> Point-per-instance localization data
····················

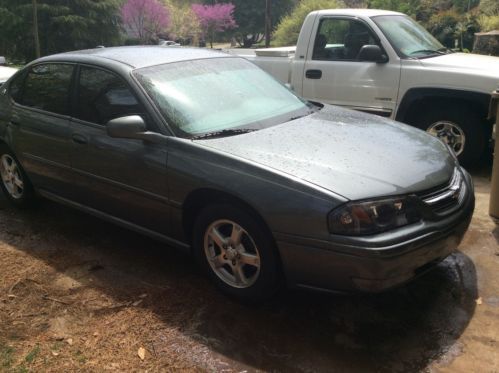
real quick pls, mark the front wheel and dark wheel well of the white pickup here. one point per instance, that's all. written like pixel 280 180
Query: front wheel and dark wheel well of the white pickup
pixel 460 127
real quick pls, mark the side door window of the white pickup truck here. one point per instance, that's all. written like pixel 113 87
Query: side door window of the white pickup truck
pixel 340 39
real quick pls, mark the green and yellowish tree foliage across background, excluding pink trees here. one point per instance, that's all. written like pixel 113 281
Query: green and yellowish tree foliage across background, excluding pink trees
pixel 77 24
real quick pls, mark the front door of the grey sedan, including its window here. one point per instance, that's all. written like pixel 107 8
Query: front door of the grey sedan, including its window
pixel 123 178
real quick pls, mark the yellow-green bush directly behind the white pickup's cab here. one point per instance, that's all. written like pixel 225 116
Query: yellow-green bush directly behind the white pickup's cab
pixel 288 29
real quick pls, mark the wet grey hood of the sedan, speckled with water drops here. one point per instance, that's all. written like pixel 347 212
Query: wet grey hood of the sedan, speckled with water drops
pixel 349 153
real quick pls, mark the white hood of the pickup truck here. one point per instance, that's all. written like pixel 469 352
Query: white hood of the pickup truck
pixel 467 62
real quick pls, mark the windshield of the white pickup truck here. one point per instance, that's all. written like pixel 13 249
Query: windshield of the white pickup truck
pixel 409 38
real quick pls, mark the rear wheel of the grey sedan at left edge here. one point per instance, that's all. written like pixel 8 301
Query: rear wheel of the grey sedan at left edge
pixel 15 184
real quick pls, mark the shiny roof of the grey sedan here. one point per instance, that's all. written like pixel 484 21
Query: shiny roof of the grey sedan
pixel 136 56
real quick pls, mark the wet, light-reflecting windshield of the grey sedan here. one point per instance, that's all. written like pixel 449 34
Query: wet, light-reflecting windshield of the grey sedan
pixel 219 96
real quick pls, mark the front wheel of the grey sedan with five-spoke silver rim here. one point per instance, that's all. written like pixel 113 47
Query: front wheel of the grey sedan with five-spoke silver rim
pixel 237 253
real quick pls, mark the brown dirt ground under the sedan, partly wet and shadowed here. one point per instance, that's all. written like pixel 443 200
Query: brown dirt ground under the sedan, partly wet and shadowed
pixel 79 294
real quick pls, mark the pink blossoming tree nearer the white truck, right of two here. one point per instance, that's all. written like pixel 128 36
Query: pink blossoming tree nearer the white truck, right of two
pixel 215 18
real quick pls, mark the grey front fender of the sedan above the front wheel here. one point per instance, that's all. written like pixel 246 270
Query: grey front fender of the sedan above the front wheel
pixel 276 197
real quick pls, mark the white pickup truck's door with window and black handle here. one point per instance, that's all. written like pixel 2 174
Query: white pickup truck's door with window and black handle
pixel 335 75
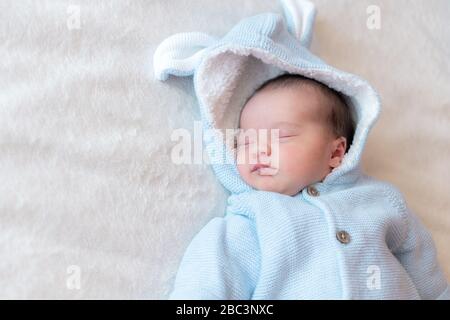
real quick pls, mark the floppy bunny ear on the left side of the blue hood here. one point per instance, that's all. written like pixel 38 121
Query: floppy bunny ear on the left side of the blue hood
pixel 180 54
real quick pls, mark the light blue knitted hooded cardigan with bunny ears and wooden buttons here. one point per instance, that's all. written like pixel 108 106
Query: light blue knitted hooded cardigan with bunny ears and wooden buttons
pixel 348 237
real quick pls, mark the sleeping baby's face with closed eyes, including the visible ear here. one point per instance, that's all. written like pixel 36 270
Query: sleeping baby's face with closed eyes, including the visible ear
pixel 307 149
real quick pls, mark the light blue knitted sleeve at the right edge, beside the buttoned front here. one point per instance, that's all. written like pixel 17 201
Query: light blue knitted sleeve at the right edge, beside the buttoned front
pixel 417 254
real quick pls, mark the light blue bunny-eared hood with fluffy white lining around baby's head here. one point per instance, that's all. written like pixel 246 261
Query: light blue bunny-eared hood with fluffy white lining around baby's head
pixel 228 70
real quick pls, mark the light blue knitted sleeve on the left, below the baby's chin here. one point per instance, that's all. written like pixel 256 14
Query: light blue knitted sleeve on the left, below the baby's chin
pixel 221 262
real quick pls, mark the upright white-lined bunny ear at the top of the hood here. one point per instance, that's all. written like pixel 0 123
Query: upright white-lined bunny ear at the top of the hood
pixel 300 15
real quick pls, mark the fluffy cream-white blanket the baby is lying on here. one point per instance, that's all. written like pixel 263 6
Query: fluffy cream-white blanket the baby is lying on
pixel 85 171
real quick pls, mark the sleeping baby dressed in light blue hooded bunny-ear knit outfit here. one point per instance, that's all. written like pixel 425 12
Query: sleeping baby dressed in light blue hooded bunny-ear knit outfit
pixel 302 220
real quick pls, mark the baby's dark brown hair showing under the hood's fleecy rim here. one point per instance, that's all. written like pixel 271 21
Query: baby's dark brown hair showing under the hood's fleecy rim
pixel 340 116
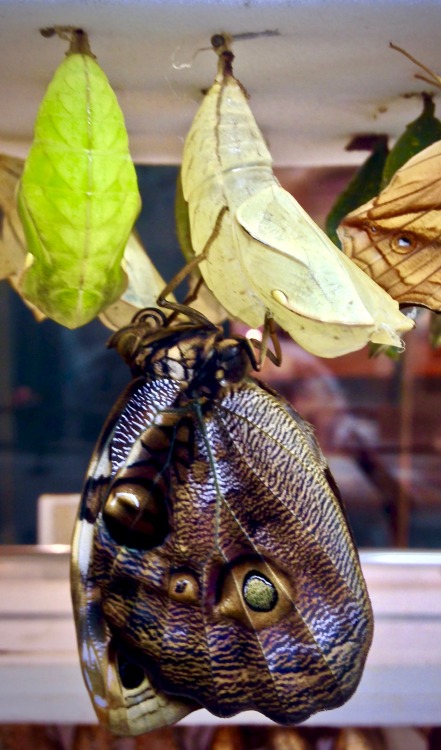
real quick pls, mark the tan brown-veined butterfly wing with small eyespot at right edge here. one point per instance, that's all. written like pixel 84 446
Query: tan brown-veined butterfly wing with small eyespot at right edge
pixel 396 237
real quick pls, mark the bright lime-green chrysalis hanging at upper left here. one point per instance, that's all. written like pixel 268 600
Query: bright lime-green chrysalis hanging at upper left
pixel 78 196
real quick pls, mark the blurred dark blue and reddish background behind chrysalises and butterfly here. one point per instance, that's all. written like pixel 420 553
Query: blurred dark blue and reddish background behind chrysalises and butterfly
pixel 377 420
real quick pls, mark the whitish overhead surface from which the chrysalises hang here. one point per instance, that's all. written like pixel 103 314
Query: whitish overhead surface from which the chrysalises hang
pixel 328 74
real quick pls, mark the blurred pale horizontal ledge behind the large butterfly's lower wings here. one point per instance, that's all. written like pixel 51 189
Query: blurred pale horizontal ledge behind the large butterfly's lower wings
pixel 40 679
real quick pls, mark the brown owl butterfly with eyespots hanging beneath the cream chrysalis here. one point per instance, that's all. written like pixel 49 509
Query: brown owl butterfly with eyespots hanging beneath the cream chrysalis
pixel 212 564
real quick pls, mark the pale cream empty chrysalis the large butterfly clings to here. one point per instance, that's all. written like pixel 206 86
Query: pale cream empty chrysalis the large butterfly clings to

····················

> Work task
Word for word, write out the lines from the top of the records above down to the line holding "real quick pls, mark the shiny", inclusive, but not the pictures.

> Exercise solution
real quick pls, mark the front wheel and dark wheel well of the white pickup here. one point per instance, that's all. written like pixel 280 180
Query: front wheel and dark wheel well of the white pickup
pixel 460 127
real quick pls, mark the side door window of the white pickup truck here. one point per instance, that's all. written like pixel 113 87
Query: side door window of the white pickup truck
pixel 340 39
real quick pls, mark the green and yellowish tree foliage across background, excluding pink trees here. one point per instance, that's all. written like pixel 113 281
Query: green and yellowish tree foliage across background, excluding pink trees
pixel 77 24
real quick pls, mark the front door of the grey sedan, including its window here. one point per instance, that's all. written like pixel 107 8
Query: front door of the grey sedan, including its window
pixel 123 178
real quick pls, mark the yellow-green bush directly behind the white pickup's cab here. one point per instance, that's all. written like pixel 225 116
Query: yellow-green bush directly behind the white pickup's cab
pixel 288 29
real quick pls, mark the wet grey hood of the sedan, speckled with water drops here. one point per instance, that's all. written like pixel 347 212
Query: wet grey hood of the sedan, speckled with water drops
pixel 349 153
real quick pls, mark the white hood of the pickup truck here. one point per instance, that's all. written like pixel 469 352
Query: white hood of the pickup truck
pixel 467 62
real quick pls, mark the windshield of the white pickup truck here. one point per instance, that's all. written like pixel 13 249
Query: windshield of the white pickup truck
pixel 409 38
real quick pls, mark the rear wheel of the grey sedan at left edge here. one point per instance, that's all. written like pixel 8 301
Query: rear wheel of the grey sedan at left edge
pixel 15 184
real quick pls, mark the shiny roof of the grey sedan here. one point per instance, that's all. written like pixel 484 21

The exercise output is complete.